→ **Problem description**
Rewrite the entries below with "floor plank" replaced by "wooden board" and everything else unchanged. Leave the pictures out of your answer.

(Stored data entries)

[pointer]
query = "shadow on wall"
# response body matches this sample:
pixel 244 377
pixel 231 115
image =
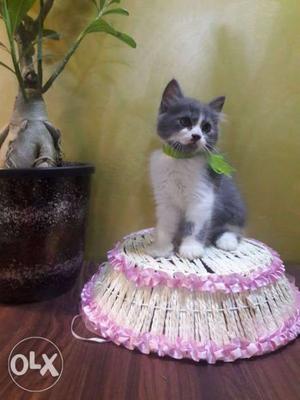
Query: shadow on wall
pixel 106 105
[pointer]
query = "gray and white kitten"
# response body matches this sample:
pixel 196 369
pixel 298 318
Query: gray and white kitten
pixel 194 205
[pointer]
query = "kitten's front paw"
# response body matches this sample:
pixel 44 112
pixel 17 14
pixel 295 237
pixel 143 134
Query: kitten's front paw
pixel 227 241
pixel 190 248
pixel 159 250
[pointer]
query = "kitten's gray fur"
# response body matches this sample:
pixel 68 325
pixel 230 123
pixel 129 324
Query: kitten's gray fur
pixel 228 212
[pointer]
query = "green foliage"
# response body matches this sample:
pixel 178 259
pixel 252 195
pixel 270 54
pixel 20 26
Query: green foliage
pixel 218 164
pixel 13 13
pixel 7 67
pixel 17 9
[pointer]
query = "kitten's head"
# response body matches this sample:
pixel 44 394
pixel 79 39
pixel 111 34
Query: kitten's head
pixel 185 123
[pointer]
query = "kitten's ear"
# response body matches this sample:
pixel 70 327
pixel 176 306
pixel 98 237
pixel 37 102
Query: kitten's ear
pixel 217 103
pixel 170 94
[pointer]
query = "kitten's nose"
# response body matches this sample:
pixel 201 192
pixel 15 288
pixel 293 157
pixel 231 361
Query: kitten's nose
pixel 196 137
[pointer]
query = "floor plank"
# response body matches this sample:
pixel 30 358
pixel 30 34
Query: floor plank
pixel 106 371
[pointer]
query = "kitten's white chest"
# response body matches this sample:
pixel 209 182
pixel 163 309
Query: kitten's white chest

→ **Exercise output**
[pointer]
query = "shadow on wall"
# response body matches this sample:
pixel 244 377
pixel 231 115
image =
Query: shadow on wall
pixel 106 105
[pointer]
query = "gray and white kitten"
# response body matches this sample:
pixel 196 369
pixel 298 318
Query: gray and white kitten
pixel 194 205
[pointer]
query = "kitten's front paw"
# response body matches this sample:
pixel 44 112
pixel 17 14
pixel 295 237
pixel 143 134
Query: kitten's front paw
pixel 227 241
pixel 190 248
pixel 159 250
[pointer]
query = "kitten's gray fur"
# response body matches this sample:
pixel 68 325
pixel 230 123
pixel 129 324
Query: kitten's gray fur
pixel 228 212
[pointer]
query = "green foliage"
# response body matches this sample:
pixel 178 259
pixel 252 195
pixel 270 54
pixel 20 26
Query: green foliage
pixel 218 164
pixel 13 13
pixel 7 67
pixel 17 9
[pointer]
query = "kitten's head"
# response body matches this sample:
pixel 44 394
pixel 79 39
pixel 111 34
Query: kitten's head
pixel 185 123
[pointer]
query = "kitten's ear"
# response body matches this sample:
pixel 70 327
pixel 176 306
pixel 98 237
pixel 37 102
Query: kitten's ear
pixel 217 103
pixel 170 94
[pointer]
query = "kitten's nose"
# response body matches this sample:
pixel 201 192
pixel 15 288
pixel 293 157
pixel 231 361
Query: kitten's nose
pixel 196 137
[pointer]
query = "wooden board"
# response body matches this sample:
pixel 30 358
pixel 30 34
Query: wooden board
pixel 106 371
[pointer]
query = "kitten's white chest"
# response body matches this sample:
pixel 209 182
pixel 163 309
Query: kitten's white chest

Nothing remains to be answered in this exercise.